* Problem statement *
Among the entries below, tally the lines that include "door", and give the number alone.

[Image-grounded pointing data]
○ ○ ○ ○ ○
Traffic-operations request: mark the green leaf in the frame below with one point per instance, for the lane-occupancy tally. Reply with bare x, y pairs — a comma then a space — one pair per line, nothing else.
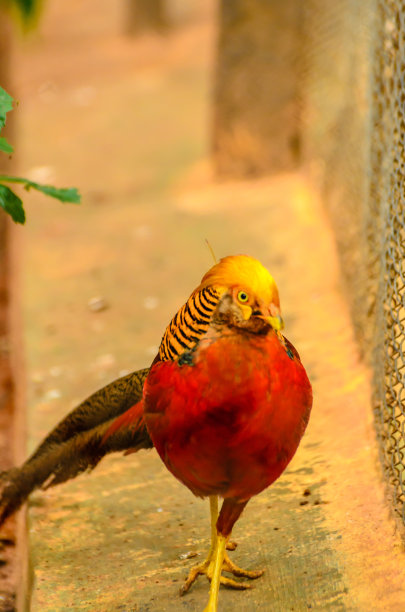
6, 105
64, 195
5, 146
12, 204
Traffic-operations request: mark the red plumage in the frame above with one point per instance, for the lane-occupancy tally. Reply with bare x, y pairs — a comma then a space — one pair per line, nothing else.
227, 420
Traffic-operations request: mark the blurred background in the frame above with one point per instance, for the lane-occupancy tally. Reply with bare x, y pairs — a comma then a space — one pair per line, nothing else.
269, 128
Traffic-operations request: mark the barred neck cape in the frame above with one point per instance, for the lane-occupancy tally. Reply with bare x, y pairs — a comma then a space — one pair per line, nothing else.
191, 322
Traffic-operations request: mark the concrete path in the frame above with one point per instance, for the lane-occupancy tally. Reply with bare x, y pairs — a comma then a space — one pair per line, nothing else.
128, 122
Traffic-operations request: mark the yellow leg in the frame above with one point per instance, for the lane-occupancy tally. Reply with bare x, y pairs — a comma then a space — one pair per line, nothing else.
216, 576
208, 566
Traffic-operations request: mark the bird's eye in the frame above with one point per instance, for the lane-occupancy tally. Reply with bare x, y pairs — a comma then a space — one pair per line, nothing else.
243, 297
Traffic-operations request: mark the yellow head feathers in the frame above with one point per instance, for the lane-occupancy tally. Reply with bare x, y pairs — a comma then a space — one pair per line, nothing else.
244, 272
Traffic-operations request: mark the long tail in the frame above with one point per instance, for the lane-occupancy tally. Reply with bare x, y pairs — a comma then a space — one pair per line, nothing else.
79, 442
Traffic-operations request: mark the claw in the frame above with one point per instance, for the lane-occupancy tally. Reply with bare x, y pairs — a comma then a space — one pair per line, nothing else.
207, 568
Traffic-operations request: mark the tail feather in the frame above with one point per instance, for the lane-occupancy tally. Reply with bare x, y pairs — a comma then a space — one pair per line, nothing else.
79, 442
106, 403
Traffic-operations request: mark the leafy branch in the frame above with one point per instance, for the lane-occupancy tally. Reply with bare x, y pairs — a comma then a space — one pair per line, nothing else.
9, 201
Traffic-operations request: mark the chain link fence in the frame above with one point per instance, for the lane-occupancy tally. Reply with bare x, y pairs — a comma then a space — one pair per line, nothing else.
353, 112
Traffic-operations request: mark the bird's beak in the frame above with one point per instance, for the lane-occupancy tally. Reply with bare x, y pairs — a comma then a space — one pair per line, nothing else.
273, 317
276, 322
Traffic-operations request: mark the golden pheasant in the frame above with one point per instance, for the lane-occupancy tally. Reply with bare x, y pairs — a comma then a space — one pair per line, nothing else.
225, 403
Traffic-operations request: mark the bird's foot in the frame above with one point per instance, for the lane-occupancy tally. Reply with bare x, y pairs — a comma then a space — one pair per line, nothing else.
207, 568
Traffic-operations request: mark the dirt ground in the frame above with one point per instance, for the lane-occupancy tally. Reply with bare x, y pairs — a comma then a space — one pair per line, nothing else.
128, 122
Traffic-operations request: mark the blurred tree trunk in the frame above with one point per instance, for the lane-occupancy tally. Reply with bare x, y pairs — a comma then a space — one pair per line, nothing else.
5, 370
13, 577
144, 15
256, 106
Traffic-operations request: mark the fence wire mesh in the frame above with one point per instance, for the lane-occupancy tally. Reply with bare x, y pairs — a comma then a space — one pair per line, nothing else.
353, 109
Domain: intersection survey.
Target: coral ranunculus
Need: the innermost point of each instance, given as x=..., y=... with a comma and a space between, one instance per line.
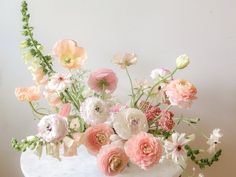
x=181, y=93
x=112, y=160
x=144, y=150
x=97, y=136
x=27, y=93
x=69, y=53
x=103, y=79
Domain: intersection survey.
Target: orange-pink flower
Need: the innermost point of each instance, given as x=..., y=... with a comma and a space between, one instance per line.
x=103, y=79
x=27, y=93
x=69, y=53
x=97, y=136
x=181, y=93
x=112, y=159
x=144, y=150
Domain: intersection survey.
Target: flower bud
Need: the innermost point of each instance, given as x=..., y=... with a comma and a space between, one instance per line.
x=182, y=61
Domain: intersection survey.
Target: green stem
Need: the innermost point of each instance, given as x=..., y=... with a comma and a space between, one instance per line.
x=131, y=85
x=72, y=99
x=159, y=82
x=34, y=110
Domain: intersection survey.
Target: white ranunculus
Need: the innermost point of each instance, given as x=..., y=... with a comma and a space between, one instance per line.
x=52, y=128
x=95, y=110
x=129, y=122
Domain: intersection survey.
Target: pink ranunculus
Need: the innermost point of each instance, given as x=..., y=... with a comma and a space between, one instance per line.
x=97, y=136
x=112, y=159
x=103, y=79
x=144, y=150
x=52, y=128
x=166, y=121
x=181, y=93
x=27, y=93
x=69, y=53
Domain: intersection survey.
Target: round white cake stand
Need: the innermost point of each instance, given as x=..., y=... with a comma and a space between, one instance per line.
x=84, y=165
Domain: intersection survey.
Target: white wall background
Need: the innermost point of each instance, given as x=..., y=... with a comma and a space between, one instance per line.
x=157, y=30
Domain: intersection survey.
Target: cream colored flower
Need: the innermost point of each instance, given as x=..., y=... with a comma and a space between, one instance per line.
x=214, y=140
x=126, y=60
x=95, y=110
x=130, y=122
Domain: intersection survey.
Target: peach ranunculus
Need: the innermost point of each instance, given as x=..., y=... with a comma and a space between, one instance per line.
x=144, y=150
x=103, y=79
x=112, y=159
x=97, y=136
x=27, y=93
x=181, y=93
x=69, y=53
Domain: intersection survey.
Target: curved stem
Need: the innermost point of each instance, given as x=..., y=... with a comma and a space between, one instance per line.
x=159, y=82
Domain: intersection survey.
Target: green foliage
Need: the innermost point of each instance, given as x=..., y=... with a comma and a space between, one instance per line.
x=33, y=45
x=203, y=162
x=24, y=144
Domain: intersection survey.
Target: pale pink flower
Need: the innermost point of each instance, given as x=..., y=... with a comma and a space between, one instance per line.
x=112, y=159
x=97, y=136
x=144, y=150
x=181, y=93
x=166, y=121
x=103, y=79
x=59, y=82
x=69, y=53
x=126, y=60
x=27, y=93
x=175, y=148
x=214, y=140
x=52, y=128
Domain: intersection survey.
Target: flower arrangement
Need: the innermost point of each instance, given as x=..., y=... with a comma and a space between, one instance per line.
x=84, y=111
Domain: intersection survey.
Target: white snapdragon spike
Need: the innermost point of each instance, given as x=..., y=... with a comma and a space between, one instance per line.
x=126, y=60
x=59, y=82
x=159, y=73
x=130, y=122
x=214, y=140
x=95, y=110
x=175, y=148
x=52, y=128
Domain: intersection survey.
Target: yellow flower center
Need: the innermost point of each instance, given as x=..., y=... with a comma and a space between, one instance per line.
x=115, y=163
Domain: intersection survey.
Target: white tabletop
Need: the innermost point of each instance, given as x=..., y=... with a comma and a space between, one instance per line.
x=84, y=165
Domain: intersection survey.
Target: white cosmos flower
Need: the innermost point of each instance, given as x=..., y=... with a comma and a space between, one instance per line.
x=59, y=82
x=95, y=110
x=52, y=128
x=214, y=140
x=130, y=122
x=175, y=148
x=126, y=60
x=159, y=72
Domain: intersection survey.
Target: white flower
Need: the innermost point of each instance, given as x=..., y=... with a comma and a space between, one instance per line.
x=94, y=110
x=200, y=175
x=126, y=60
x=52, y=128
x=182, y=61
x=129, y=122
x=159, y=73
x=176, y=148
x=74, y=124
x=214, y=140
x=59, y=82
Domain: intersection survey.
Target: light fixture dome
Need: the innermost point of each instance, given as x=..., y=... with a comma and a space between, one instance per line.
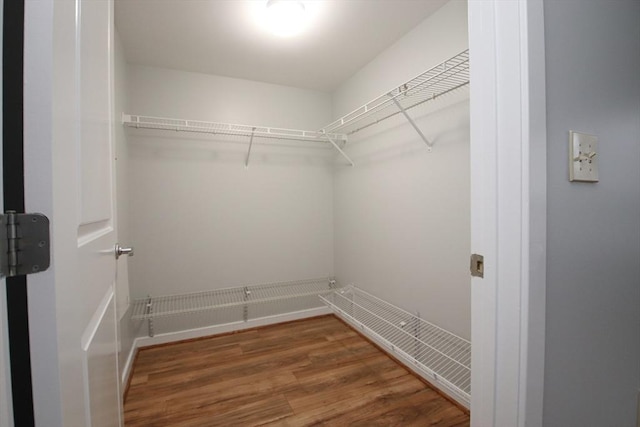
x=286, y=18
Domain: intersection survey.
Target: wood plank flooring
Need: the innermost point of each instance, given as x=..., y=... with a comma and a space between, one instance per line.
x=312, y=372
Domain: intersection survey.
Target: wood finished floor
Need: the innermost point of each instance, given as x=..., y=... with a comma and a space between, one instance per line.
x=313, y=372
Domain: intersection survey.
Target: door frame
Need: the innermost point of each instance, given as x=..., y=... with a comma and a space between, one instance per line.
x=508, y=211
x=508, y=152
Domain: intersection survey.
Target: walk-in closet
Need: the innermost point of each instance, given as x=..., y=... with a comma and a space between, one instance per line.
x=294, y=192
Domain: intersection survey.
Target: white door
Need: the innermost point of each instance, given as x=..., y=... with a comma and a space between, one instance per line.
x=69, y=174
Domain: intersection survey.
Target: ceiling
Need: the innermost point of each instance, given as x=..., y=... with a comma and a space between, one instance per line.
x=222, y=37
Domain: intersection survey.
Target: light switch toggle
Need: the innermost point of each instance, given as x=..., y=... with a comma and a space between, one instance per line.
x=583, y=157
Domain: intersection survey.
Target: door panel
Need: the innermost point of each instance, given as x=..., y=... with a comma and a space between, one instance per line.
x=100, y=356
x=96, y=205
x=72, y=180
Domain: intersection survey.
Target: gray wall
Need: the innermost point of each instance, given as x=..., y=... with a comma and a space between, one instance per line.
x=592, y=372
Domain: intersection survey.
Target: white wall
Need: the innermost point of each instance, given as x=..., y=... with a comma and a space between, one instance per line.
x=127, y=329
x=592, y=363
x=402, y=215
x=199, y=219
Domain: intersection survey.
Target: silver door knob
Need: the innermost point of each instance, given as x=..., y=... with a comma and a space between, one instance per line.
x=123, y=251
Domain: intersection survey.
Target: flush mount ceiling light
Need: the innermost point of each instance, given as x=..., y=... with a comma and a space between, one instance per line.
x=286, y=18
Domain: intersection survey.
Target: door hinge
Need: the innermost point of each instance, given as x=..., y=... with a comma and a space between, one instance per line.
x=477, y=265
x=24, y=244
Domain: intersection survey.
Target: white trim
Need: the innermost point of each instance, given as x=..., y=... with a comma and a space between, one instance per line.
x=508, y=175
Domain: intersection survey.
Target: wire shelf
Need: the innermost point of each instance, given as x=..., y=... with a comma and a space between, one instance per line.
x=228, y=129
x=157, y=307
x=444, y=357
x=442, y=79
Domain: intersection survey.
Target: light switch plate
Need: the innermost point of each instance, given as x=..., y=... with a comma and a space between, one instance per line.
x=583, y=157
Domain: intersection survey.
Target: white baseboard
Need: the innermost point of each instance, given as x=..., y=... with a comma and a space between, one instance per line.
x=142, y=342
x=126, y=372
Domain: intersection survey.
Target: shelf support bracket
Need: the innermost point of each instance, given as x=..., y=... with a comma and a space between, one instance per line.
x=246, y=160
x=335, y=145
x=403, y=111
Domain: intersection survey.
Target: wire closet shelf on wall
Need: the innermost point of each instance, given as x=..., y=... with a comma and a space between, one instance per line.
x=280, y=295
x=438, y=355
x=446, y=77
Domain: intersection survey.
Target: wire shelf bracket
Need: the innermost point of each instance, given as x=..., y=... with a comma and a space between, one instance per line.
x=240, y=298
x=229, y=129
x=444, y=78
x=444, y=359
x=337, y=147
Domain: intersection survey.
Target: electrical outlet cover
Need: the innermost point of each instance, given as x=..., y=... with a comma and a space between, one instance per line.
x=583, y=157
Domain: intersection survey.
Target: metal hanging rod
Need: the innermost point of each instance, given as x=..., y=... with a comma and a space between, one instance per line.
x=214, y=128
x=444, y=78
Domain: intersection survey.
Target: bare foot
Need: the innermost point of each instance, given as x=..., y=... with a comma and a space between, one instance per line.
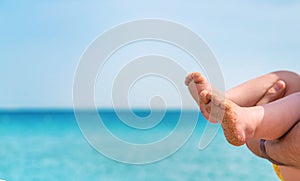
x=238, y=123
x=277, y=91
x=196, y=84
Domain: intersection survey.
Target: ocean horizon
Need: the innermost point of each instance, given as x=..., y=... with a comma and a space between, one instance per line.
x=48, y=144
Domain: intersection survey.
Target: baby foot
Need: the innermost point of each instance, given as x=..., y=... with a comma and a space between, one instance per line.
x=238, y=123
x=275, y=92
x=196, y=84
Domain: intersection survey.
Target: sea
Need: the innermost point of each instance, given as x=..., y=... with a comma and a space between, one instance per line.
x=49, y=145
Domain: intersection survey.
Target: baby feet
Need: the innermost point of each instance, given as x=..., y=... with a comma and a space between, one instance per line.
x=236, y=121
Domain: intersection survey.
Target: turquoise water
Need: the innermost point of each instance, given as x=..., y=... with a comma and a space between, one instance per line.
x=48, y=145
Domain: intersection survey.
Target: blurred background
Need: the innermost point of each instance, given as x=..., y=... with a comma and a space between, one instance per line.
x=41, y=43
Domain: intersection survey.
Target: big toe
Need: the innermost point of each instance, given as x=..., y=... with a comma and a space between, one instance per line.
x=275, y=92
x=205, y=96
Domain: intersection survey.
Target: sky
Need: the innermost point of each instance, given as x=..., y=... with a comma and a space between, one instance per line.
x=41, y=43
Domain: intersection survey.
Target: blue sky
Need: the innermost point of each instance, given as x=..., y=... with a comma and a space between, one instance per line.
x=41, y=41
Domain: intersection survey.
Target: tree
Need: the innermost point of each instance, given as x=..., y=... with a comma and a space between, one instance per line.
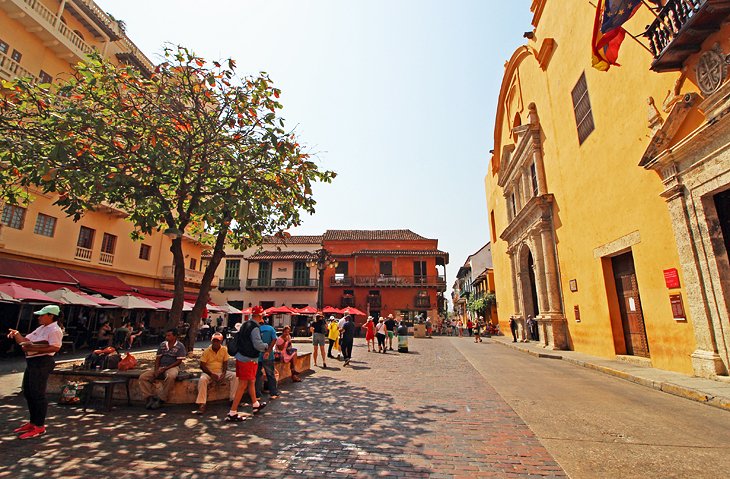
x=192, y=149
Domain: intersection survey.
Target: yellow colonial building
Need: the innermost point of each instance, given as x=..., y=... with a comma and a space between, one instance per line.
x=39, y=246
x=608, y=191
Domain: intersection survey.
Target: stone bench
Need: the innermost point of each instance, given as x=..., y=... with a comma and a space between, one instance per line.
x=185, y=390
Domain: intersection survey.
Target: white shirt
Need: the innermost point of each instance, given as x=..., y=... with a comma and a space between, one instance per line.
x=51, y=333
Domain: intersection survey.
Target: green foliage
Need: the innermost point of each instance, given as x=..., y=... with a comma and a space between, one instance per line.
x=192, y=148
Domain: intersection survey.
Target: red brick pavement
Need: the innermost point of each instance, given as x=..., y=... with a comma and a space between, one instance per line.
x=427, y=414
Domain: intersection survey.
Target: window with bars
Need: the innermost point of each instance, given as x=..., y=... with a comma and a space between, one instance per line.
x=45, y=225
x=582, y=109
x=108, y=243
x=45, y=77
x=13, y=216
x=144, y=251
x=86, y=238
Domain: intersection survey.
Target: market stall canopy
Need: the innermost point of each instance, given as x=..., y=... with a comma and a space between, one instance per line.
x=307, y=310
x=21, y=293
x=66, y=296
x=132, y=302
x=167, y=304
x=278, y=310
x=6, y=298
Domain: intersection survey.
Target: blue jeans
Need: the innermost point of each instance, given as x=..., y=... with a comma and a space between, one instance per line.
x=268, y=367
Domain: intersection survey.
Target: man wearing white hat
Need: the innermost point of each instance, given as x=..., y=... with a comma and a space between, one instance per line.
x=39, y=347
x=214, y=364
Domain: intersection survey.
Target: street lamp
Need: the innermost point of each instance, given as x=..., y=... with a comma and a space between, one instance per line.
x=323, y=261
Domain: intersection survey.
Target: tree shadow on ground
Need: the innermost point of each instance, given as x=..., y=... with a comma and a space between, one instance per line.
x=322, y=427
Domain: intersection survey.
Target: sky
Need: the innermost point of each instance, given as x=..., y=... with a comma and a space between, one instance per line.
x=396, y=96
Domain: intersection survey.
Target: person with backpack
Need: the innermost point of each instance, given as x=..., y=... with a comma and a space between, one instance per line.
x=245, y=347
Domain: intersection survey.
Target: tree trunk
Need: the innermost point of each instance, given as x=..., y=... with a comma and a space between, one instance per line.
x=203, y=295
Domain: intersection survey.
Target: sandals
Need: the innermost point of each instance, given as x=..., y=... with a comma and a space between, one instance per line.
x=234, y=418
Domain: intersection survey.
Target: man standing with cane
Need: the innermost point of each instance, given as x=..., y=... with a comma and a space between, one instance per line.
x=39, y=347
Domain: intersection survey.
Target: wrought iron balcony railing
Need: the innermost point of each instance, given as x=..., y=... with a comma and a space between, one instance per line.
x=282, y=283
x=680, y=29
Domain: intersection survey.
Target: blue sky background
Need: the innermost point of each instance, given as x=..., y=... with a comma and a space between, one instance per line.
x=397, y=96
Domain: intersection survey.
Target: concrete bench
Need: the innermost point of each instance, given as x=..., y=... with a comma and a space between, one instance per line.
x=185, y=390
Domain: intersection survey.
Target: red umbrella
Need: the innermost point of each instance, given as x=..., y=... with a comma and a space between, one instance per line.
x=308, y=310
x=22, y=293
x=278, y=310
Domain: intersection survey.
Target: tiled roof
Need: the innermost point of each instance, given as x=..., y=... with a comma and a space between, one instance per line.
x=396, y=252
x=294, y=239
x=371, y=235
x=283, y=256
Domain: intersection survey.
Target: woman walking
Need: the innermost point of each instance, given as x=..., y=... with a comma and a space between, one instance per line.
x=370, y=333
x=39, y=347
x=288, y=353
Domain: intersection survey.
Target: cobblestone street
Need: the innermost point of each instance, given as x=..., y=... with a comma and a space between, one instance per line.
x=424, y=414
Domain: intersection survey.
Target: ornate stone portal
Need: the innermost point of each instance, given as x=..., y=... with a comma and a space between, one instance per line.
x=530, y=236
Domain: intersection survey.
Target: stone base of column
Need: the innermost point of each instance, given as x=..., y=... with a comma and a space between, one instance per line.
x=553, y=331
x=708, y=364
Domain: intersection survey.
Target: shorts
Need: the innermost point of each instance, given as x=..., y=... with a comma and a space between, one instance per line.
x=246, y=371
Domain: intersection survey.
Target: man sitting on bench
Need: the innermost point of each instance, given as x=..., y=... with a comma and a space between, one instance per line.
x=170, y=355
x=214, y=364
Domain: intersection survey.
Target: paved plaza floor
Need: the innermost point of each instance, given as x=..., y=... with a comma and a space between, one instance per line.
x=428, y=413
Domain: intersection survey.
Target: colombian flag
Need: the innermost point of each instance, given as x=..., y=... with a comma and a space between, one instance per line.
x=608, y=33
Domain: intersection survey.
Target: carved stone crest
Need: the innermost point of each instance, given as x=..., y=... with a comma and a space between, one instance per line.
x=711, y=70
○ ○ ○ ○ ○
* Problem solution *
5